■ Required task ■
Rewrite the items below as a numbered list, skipping any blank lines and leaving out the pictures.
## begin
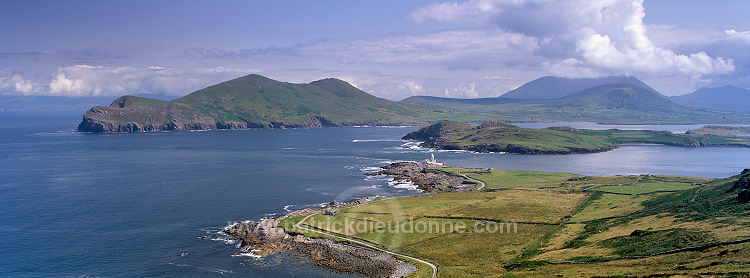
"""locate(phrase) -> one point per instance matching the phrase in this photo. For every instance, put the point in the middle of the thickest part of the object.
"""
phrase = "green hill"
(254, 101)
(502, 137)
(622, 103)
(620, 96)
(728, 98)
(552, 87)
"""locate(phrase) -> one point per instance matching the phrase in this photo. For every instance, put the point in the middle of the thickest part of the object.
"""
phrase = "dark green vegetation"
(552, 87)
(559, 225)
(727, 98)
(609, 103)
(502, 137)
(255, 101)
## end
■ Finished exercise ■
1. """locate(phrase) -> one point per instance matching the phrase in this photo. For every instance, put the point in the middle of the thickest part of the object.
2. """
3. phrase = "green hill"
4. (254, 101)
5. (502, 137)
6. (622, 103)
7. (620, 96)
8. (728, 98)
9. (552, 87)
10. """locate(phrase) -> one point per instance matching the phrase in this photo. For every instance, put the point in the middle of the thickest part of the object.
11. """
12. phrase = "dark green vegetation"
13. (552, 87)
14. (559, 225)
15. (727, 98)
16. (609, 103)
17. (502, 137)
18. (255, 101)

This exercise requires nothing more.